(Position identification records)
━━━━
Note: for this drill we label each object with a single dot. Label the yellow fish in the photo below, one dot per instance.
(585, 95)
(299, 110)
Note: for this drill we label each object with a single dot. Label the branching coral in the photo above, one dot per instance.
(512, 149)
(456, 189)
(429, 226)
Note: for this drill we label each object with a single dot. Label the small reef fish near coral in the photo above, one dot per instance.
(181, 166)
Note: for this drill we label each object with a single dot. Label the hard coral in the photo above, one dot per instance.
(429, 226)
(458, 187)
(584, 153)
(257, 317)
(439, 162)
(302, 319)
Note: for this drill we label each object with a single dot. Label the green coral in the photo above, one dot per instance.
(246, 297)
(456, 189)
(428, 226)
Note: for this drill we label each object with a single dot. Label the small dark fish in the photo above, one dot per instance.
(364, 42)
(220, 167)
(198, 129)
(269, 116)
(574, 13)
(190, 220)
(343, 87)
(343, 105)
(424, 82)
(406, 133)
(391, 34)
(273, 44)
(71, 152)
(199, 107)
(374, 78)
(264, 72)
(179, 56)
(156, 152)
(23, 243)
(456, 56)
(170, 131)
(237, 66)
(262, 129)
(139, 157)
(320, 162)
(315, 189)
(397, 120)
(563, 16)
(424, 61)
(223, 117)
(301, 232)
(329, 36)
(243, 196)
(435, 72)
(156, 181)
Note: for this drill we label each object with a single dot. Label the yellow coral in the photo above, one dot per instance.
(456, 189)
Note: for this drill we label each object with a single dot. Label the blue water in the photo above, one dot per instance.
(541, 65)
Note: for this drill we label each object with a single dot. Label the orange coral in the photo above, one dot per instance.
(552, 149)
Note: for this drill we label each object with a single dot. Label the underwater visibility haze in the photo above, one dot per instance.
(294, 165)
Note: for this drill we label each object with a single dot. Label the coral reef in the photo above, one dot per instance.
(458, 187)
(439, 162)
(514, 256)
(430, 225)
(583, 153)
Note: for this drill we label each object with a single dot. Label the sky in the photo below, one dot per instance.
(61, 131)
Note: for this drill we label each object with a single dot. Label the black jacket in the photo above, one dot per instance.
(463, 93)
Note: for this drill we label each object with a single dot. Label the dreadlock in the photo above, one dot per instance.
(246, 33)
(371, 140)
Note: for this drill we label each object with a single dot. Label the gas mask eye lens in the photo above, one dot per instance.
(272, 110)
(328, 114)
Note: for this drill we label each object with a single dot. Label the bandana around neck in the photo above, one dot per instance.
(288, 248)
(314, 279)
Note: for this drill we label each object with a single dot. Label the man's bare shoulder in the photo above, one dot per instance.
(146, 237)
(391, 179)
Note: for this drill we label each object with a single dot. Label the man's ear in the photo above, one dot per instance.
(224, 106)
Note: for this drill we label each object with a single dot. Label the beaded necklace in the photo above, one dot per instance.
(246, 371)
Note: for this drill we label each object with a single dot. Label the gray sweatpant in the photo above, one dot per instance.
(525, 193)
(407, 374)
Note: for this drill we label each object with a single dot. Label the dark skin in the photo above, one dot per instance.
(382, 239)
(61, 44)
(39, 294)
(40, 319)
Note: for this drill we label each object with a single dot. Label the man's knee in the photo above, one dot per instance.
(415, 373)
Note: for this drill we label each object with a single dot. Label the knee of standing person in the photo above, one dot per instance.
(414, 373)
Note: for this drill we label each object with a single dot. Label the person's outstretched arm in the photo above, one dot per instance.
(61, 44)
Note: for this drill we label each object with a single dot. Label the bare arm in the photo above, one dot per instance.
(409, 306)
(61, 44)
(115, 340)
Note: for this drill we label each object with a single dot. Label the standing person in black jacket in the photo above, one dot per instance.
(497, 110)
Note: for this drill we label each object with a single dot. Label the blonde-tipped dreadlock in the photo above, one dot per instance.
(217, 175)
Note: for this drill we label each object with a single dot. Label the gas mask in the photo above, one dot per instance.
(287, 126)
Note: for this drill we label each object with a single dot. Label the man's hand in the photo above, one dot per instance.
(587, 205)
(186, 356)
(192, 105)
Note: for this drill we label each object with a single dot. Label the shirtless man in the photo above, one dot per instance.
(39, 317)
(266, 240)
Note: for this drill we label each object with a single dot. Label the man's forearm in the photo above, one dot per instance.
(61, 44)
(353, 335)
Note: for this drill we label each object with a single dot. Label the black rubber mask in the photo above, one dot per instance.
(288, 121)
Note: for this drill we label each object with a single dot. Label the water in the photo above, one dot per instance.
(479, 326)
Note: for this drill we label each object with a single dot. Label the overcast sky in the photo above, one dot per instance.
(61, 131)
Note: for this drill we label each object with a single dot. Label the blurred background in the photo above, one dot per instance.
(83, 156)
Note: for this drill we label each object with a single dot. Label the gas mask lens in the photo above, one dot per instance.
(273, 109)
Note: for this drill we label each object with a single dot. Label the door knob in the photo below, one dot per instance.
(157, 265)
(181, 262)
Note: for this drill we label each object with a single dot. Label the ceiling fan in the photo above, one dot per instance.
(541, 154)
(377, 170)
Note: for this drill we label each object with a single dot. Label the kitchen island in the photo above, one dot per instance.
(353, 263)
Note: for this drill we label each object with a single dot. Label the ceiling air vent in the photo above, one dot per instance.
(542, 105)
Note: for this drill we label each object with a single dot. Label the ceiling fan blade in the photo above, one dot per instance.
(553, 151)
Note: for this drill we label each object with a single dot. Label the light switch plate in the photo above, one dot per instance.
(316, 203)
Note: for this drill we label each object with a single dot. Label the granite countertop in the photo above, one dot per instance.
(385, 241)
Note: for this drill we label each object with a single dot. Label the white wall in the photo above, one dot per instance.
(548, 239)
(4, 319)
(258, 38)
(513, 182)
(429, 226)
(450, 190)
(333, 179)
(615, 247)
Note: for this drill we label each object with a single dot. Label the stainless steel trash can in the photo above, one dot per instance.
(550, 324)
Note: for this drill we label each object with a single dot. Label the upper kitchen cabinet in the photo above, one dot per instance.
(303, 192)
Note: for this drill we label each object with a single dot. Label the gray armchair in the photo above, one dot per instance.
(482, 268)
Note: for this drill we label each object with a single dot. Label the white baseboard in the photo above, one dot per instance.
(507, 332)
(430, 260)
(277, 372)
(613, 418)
━━━━
• [Task] Lay out all of the records above as a Markdown table with two columns, Row and Line. Number each row, and leave out blank lines.

• [Solution for this problem]
| Row | Line |
|---|---|
| 1 | Note: for this drill we label each object with a single dot. Label the yellow fish in the photo below, one dot per instance. |
| 2 | (585, 95) |
| 3 | (299, 110) |
| 4 | Note: for this drill we label each object with a single dot. Label the branching coral in the photo above, one dot per instance. |
| 5 | (512, 149) |
| 6 | (456, 189) |
| 7 | (429, 226) |
| 8 | Note: for this drill we label each object with a single dot. Label the small reef fish near coral in the photo above, one dot per instance. |
| 9 | (181, 166) |
| 10 | Note: for this drill we label each object with a single dot. Label the hard coral in the photo above, one dot per instance. |
| 11 | (429, 226) |
| 12 | (458, 187) |
| 13 | (584, 153) |
| 14 | (257, 317) |
| 15 | (439, 162) |
| 16 | (302, 319) |
| 17 | Note: for this drill we label each object with a single dot. Label the green coral in the photo above, one dot per instance. |
| 18 | (246, 297) |
| 19 | (456, 189) |
| 20 | (428, 226) |
| 21 | Note: for this drill we label each object with a single dot. Label the small dark fish in the photo above, one dot per instance. |
| 22 | (364, 42) |
| 23 | (220, 167) |
| 24 | (198, 129) |
| 25 | (269, 116) |
| 26 | (574, 13) |
| 27 | (190, 220) |
| 28 | (343, 87) |
| 29 | (343, 105) |
| 30 | (424, 82) |
| 31 | (406, 133) |
| 32 | (391, 34) |
| 33 | (273, 44) |
| 34 | (71, 152) |
| 35 | (199, 107) |
| 36 | (374, 78) |
| 37 | (264, 72) |
| 38 | (179, 56) |
| 39 | (156, 152) |
| 40 | (23, 243) |
| 41 | (456, 56) |
| 42 | (170, 131) |
| 43 | (237, 66) |
| 44 | (262, 129) |
| 45 | (139, 157) |
| 46 | (320, 162) |
| 47 | (315, 189) |
| 48 | (397, 120) |
| 49 | (563, 16) |
| 50 | (424, 61) |
| 51 | (223, 117) |
| 52 | (301, 232) |
| 53 | (329, 36) |
| 54 | (243, 196) |
| 55 | (435, 72) |
| 56 | (156, 181) |
| 57 | Note: for this drill we label each object with a single dot. Label the yellow coral in the photo above, one dot per instance. |
| 58 | (456, 189) |
| 59 | Note: for this drill we label each object with a single dot. Label the blue water in the photo above, one dot per instance. |
| 60 | (541, 65) |
| 61 | Note: for this drill we label each object with a single dot. Label the orange coral in the photo above, one dot per instance. |
| 62 | (552, 149) |
| 63 | Note: for this drill we label each object with a single dot. Label the underwater visibility haze in the photo above, one dot per instance. |
| 64 | (294, 165) |
| 65 | Note: for this drill we label each object with a single dot. Label the coral reef in the photo above, one dot per instance. |
| 66 | (458, 187) |
| 67 | (439, 162) |
| 68 | (514, 256) |
| 69 | (430, 225) |
| 70 | (583, 153) |
| 71 | Note: for this drill we label each object with a single dot. Label the sky in the photo below, one dot per instance. |
| 72 | (61, 131) |
| 73 | Note: for this drill we label each object with a single dot. Label the black jacket in the photo above, one dot per instance. |
| 74 | (463, 93) |
| 75 | Note: for this drill we label each object with a single dot. Label the dreadlock in the photo above, one dot per instance. |
| 76 | (246, 33) |
| 77 | (371, 140) |
| 78 | Note: for this drill we label each object with a single dot. Label the gas mask eye lens in the photo above, one dot per instance. |
| 79 | (272, 110) |
| 80 | (328, 114) |
| 81 | Note: for this drill we label each object with a single dot. Label the bandana around neck in the photo above, one dot per instance. |
| 82 | (288, 248) |
| 83 | (314, 279) |
| 84 | Note: for this drill we label each object with a single dot. Label the man's bare shoulder in the photo above, one dot per instance. |
| 85 | (146, 237) |
| 86 | (391, 179) |
| 87 | Note: for this drill we label each object with a single dot. Label the man's ear in the photo above, one dot per instance. |
| 88 | (224, 106) |
| 89 | Note: for this drill we label each object with a single dot. Label the beaded necklace in the photo above, one dot per instance. |
| 90 | (246, 371) |
| 91 | Note: for this drill we label each object with a single dot. Label the gray sweatpant in the photo above, one dot per instance. |
| 92 | (525, 193) |
| 93 | (407, 374) |
| 94 | Note: for this drill we label each object with a single dot. Label the dark skin in the photo above, one dot per instance. |
| 95 | (382, 239) |
| 96 | (61, 44) |
| 97 | (39, 294) |
| 98 | (40, 319) |
| 99 | Note: for this drill we label each object with a single dot. Label the man's knee in the photo above, one dot per instance. |
| 100 | (415, 373) |
| 101 | Note: for this drill we label each object with a single dot. Label the knee of standing person in the photo above, one dot per instance. |
| 102 | (414, 373) |
| 103 | Note: for this drill we label each object with a single dot. Label the person's outstretched arm in the photo above, one dot per instance. |
| 104 | (61, 44) |
| 105 | Note: for this drill we label each object with a single dot. Label the bare arm in the photo above, one dot per instance. |
| 106 | (409, 306) |
| 107 | (61, 44) |
| 108 | (115, 340) |
| 109 | Note: for this drill we label each object with a single dot. Label the standing person in black jacket in the photo above, one dot per instance. |
| 110 | (497, 110) |
| 111 | Note: for this drill we label each object with a single dot. Label the blonde-tipped dreadlock in the photo above, one dot per instance. |
| 112 | (217, 175) |
| 113 | Note: for this drill we label each object with a single dot. Label the gas mask in the photo above, one dot per instance. |
| 114 | (287, 126) |
| 115 | Note: for this drill we label each object with a single dot. Label the man's hand in the photo above, one dot per instance. |
| 116 | (587, 205) |
| 117 | (186, 356) |
| 118 | (192, 105) |
| 119 | Note: for this drill we label each object with a single dot. Label the shirtless man in the photo above, one dot per instance. |
| 120 | (39, 317) |
| 121 | (266, 240) |
| 122 | Note: for this drill we label each object with a single dot. Label the man's forearm in the photo above, one dot per instance. |
| 123 | (61, 44) |
| 124 | (353, 335) |
| 125 | Note: for this drill we label each object with a single dot. Label the black rubber mask in the photo above, one dot per instance. |
| 126 | (288, 121) |
| 127 | Note: for this drill we label each object with a single dot. Label the water in the photo above, one dot per instance. |
| 128 | (479, 326) |
| 129 | Note: for this drill we label each object with a single dot. Label the overcast sky in the photo above, one dot per instance. |
| 130 | (61, 131) |
| 131 | Note: for this drill we label each object with a single dot. Label the blurred background in the photo above, one dot per instance. |
| 132 | (83, 156) |
| 133 | Note: for this drill we label each object with a single dot. Label the gas mask lens in the photo above, one dot per instance. |
| 134 | (273, 109) |
| 135 | Note: for this drill we label each object with a single dot. Label the door knob in the photo below, one dot per instance. |
| 136 | (157, 265) |
| 137 | (181, 262) |
| 138 | Note: for this drill we label each object with a single dot. Label the ceiling fan in the photo above, one dot per instance. |
| 139 | (541, 154) |
| 140 | (377, 170) |
| 141 | Note: for this drill we label each object with a single dot. Label the kitchen island in the photo above, one dot per instance. |
| 142 | (353, 263) |
| 143 | Note: for this drill we label each object with a single dot. Label the ceiling air vent in the photo above, one dot per instance. |
| 144 | (542, 105) |
| 145 | Note: for this drill we label each object with a single dot. Label the ceiling fan blade in the photo above, one dot per instance. |
| 146 | (553, 151) |
| 147 | Note: for this drill we label each object with a single dot. Label the light switch plate in the photo above, one dot per instance. |
| 148 | (316, 203) |
| 149 | Note: for this drill we label each object with a single dot. Label the granite countertop in the photo above, one dot per instance. |
| 150 | (385, 241) |
| 151 | Note: for this drill we label each object with a single dot. Label the white wall in the photo above, one dot per instance. |
| 152 | (548, 239) |
| 153 | (4, 319) |
| 154 | (258, 38) |
| 155 | (513, 182) |
| 156 | (429, 226) |
| 157 | (450, 190) |
| 158 | (333, 179) |
| 159 | (615, 247) |
| 160 | Note: for this drill we label each object with a single dot. Label the stainless steel trash can in the photo above, one dot per instance. |
| 161 | (550, 324) |
| 162 | Note: for this drill we label each object with a single dot. Label the upper kitchen cabinet in the photo above, one dot per instance. |
| 163 | (303, 192) |
| 164 | Note: for this drill we label each object with a single dot. Label the gray armchair in the photo above, one dot per instance. |
| 165 | (482, 268) |
| 166 | Note: for this drill we label each object with a single dot. Label the white baseboard in the photo above, one dot per instance. |
| 167 | (507, 332) |
| 168 | (430, 260) |
| 169 | (277, 372) |
| 170 | (613, 418) |